**Work instruction:** Return every line of the listing that includes the string "draw".

**Material for this exercise:**
━━━━━━━━━━━━━━━━━━━━━━━━━━━━━━

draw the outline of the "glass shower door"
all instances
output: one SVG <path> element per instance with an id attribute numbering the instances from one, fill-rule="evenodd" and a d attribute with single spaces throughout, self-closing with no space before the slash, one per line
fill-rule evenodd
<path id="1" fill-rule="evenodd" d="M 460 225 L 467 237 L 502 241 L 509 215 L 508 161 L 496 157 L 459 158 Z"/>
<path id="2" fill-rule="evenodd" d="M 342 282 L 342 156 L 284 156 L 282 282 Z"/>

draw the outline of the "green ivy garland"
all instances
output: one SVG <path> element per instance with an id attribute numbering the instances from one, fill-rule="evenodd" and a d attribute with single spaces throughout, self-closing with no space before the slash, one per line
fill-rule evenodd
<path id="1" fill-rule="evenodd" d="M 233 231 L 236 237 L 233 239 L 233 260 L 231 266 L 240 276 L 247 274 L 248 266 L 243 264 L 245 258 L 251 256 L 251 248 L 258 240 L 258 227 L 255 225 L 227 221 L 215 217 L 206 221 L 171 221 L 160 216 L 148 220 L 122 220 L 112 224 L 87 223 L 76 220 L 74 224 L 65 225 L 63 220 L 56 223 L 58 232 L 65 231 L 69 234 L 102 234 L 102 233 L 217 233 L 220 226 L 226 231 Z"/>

━━━━━━━━━━━━━━━━━━━━━━━━━━━━━━

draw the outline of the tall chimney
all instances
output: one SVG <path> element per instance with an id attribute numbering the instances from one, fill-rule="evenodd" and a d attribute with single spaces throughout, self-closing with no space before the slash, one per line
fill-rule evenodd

━━━━━━━━━━━━━━━━━━━━━━━━━━━━━━

**Task result:**
draw the outline of the "glass shower door"
draw the outline of the "green ivy garland"
draw the outline of the tall chimney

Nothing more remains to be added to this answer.